Aim — Please copy every one of the items below word for word, with no changes.
BEGIN Entries shown
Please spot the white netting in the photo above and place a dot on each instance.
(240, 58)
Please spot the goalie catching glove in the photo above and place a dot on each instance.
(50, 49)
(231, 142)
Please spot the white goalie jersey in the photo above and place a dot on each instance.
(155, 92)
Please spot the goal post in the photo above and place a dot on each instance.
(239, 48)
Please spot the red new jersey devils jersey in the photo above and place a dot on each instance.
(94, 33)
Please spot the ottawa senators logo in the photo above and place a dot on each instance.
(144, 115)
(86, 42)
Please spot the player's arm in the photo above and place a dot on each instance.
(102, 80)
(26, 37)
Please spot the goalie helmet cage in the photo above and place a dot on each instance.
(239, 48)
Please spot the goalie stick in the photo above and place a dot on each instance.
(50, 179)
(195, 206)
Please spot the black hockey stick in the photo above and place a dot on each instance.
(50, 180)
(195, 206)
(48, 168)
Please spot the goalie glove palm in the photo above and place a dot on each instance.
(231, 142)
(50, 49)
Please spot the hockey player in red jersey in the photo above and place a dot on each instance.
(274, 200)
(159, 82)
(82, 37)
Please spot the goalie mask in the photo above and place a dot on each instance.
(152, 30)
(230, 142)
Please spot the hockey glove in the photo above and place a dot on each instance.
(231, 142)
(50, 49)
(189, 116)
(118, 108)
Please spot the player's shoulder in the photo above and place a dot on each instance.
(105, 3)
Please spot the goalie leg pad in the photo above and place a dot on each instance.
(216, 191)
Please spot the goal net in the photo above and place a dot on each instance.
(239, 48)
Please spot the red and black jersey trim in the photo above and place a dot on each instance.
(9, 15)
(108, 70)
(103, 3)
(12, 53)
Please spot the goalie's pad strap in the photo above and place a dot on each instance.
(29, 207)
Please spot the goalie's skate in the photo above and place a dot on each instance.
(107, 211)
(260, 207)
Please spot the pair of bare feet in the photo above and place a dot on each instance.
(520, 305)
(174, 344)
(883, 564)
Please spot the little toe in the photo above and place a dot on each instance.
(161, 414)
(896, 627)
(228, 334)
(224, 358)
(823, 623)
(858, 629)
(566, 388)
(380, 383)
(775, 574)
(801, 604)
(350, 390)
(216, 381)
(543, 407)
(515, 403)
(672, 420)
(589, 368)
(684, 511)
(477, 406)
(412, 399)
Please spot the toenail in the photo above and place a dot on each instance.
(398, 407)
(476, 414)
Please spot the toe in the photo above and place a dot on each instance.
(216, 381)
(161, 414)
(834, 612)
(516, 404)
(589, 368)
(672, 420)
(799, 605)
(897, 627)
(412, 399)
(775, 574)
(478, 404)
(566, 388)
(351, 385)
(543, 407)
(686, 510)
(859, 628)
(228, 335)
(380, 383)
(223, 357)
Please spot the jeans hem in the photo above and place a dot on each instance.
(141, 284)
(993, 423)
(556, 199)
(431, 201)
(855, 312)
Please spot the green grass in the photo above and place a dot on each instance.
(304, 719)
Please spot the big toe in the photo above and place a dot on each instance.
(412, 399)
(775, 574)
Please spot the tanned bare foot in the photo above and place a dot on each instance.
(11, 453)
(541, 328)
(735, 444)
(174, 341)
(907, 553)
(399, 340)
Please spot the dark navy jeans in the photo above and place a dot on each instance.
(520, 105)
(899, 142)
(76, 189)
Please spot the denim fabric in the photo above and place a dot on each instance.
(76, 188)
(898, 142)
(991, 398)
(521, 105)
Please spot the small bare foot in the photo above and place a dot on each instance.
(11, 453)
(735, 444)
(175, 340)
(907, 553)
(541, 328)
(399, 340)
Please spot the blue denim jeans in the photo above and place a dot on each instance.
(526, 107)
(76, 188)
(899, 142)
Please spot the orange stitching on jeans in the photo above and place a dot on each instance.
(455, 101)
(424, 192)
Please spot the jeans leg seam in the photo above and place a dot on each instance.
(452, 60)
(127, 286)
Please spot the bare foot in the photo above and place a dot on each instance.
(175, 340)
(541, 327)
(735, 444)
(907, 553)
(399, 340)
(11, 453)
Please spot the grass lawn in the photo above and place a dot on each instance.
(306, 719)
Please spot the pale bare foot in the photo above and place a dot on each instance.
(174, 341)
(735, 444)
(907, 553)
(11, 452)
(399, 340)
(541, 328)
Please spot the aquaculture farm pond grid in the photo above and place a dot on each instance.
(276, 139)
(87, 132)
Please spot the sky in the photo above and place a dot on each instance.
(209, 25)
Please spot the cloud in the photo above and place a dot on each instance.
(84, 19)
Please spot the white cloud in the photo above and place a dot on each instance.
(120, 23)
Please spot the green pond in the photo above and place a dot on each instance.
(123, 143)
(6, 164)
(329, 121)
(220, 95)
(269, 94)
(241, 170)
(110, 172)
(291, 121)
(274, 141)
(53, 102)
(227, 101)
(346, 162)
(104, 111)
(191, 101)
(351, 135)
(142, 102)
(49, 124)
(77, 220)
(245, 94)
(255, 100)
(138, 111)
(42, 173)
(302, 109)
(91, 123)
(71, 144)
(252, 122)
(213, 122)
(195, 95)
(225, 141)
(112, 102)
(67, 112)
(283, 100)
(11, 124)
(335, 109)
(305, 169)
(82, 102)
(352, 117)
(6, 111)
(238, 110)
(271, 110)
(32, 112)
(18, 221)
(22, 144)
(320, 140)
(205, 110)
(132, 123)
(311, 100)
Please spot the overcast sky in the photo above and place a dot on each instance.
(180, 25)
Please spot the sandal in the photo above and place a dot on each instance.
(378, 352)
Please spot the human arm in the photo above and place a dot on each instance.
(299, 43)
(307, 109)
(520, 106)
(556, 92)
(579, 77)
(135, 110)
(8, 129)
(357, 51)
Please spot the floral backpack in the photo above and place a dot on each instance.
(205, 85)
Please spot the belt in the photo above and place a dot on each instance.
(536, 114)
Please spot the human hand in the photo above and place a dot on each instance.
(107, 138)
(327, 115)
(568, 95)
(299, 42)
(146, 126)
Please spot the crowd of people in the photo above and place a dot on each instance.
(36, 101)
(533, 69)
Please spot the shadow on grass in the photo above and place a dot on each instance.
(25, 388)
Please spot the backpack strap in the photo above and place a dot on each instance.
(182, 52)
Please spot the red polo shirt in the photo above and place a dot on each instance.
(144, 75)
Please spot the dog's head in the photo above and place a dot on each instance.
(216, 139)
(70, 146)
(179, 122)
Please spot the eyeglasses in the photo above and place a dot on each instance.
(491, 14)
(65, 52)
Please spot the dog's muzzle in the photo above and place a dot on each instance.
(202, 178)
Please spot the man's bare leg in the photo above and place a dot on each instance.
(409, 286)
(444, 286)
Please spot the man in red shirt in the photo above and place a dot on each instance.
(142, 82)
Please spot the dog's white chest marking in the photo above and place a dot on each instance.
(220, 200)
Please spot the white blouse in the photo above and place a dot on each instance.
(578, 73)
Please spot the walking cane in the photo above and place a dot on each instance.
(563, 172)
END Entries shown
Response to the task —
Please spot the white netting in the photo above and place a dot on each instance.
(240, 58)
Please spot the goalie catching glove in the photo above and place a dot on each instance.
(50, 49)
(231, 142)
Please spot the white goalie jersey in the photo above and place a dot on each instance.
(155, 92)
Please spot the goal post in the photo above and place a dot on each instance.
(239, 48)
Please spot the red new jersey devils jersey in the photo above and place a dot on each instance.
(94, 33)
Please spot the ottawa senators logo in the photo above and place a dot on each instance.
(144, 115)
(86, 42)
Please spot the player's arm in the photo above and place a dot on each instance.
(102, 80)
(26, 37)
Please spot the goalie helmet cage in the photo above and place a dot on each instance.
(239, 48)
Please spot the goalie stick in the photo above and place a dot on each instance.
(50, 179)
(195, 206)
Please spot the black hockey stick in the photo above and place a dot on each instance.
(50, 180)
(195, 206)
(48, 168)
Please spot the goalie glove palm in the photo above and place a dot on each instance.
(231, 142)
(50, 49)
Please spot the hockey player in red jersey in the photo above and place a dot on each instance.
(274, 200)
(159, 82)
(82, 37)
Please spot the goalie mask in the photo above and place a dot on each instance.
(152, 30)
(230, 142)
Please spot the hockey glove in the photo above and place a dot on each instance.
(231, 142)
(50, 49)
(189, 116)
(118, 108)
Please spot the player's shoulder in the photo above and place a dot on each instance.
(105, 3)
Please spot the goalie leg pad in the photo above and place a dot on each instance.
(216, 191)
Please spot the goal net in the photo above and place a dot on each instance.
(239, 48)
Please spot the red and black jersey trim in the photo above and place a dot on each instance.
(9, 15)
(108, 70)
(103, 3)
(12, 53)
Please spot the goalie's pad strap in the photo above and place a dot on each instance.
(29, 207)
Please spot the goalie's skate in the photo above and place a dot on each instance.
(107, 211)
(260, 207)
Please spot the pair of bare feet in the photo above and place a dot on each instance.
(520, 305)
(174, 344)
(883, 564)
Please spot the little toe in the photo above and place a dot on each instance.
(161, 414)
(896, 627)
(228, 334)
(224, 358)
(823, 623)
(858, 629)
(566, 388)
(380, 383)
(775, 574)
(801, 604)
(350, 390)
(216, 381)
(543, 407)
(515, 403)
(672, 420)
(589, 368)
(684, 511)
(477, 406)
(412, 399)
Please spot the toenail in the photo above and place a dot on each instance.
(398, 407)
(476, 414)
Please spot the toe in the photo above and place a dot on each instance.
(216, 381)
(161, 414)
(834, 612)
(516, 404)
(589, 368)
(672, 420)
(799, 605)
(897, 627)
(412, 399)
(775, 574)
(478, 404)
(566, 388)
(351, 385)
(543, 407)
(686, 510)
(859, 628)
(228, 335)
(380, 383)
(223, 357)
Please spot the jeans hem in the photo above and place a dot on each instance.
(141, 284)
(993, 423)
(556, 199)
(431, 201)
(855, 312)
Please spot the green grass in the photo above and place a dot on each instance.
(304, 719)
Please spot the big toe in the photo above and place a dot on each instance.
(412, 399)
(775, 574)
Please spot the tanned bare foot in the photo above and place a dot on each instance.
(11, 453)
(541, 328)
(735, 444)
(174, 341)
(907, 553)
(399, 340)
Please spot the dark navy jeans in the photo above and place a dot on each instance.
(520, 105)
(899, 142)
(76, 189)
Please spot the denim fabric in the photo above and place a dot on each instance.
(76, 188)
(898, 142)
(991, 398)
(521, 105)
Please spot the small bare foot in the photo above and place a dot on each instance.
(11, 453)
(735, 444)
(175, 340)
(907, 553)
(541, 328)
(399, 340)
Please spot the blue denim jeans in the photo above and place a dot on each instance.
(526, 107)
(76, 188)
(899, 142)
Please spot the orange stitching on jeans in the photo above and place a dot on each instance.
(455, 101)
(424, 192)
Please spot the jeans leg seam in the photo above and place a dot on each instance.
(452, 60)
(127, 286)
Please spot the bare foot in the photo above and place a dot on each instance.
(175, 340)
(541, 327)
(735, 444)
(907, 553)
(399, 340)
(11, 453)
Please spot the grass lawn in the photo above and place a dot on each instance.
(306, 719)
Please spot the pale bare foot in the photo above and place a dot on each instance.
(174, 341)
(735, 444)
(907, 553)
(11, 452)
(399, 340)
(541, 328)
Please spot the aquaculture farm pond grid in the photo above and place a dot on each instance.
(276, 139)
(87, 132)
Please spot the sky in the photo above and place a dot on each instance.
(209, 25)
Please spot the cloud in the photo above and place a dot on each instance.
(84, 19)
Please spot the white cloud in the photo above and place a dot on each instance.
(120, 23)
Please spot the green pond in the photo above and place a dot on each instance.
(123, 143)
(6, 164)
(329, 121)
(220, 95)
(269, 94)
(241, 170)
(110, 172)
(291, 121)
(274, 141)
(53, 102)
(227, 101)
(346, 162)
(104, 111)
(191, 101)
(351, 135)
(142, 102)
(49, 124)
(77, 220)
(245, 94)
(255, 100)
(138, 111)
(42, 173)
(302, 109)
(91, 123)
(71, 144)
(252, 122)
(213, 122)
(195, 95)
(225, 141)
(112, 102)
(67, 112)
(283, 100)
(11, 124)
(335, 109)
(305, 169)
(82, 102)
(352, 117)
(6, 111)
(238, 110)
(271, 110)
(32, 112)
(18, 221)
(22, 144)
(320, 140)
(205, 110)
(132, 123)
(311, 100)
Please spot the overcast sky in the photo above and place a dot on each instance.
(180, 25)
Please spot the sandal in the photo above and place a dot on each instance.
(378, 352)
Please spot the human arm in the photo above and place a dot on each instance.
(299, 43)
(307, 109)
(520, 106)
(556, 92)
(579, 77)
(135, 110)
(8, 129)
(357, 51)
Please spot the floral backpack in the photo above and place a dot on each instance.
(205, 85)
Please spot the belt in the photo above and place a dot on each instance.
(536, 114)
Please spot the human hand in the photo above and place a dot on each instance.
(107, 138)
(327, 115)
(568, 95)
(299, 42)
(146, 126)
Please spot the crowd of people in the photo above and place a dot on each instance.
(36, 101)
(533, 69)
Please spot the shadow on grass in the photo above and place a dot on each instance.
(25, 388)
Please spot the backpack strap in the photo above and place a dot on each instance.
(182, 52)
Please spot the red polo shirt in the photo above and place a dot on each instance.
(144, 75)
Please spot the dog's head in the photo above and place a dot on each instance.
(216, 139)
(70, 146)
(179, 122)
Please spot the eyeglasses in the photo above and place a dot on each instance.
(491, 14)
(65, 52)
Please spot the dog's muzzle in the photo above and place a dot on each instance.
(202, 178)
Please spot the man's bare leg in the photo above and place a dot on each instance.
(409, 286)
(444, 286)
Please spot the man in red shirt in the photo above and place a dot on each instance.
(142, 82)
Please spot the dog's white chest marking in the photo above and place a dot on each instance.
(220, 200)
Please spot the white blouse in the photo above and place a dot on each instance.
(578, 73)
Please spot the walking cane in the photo above and place a dot on each instance.
(563, 172)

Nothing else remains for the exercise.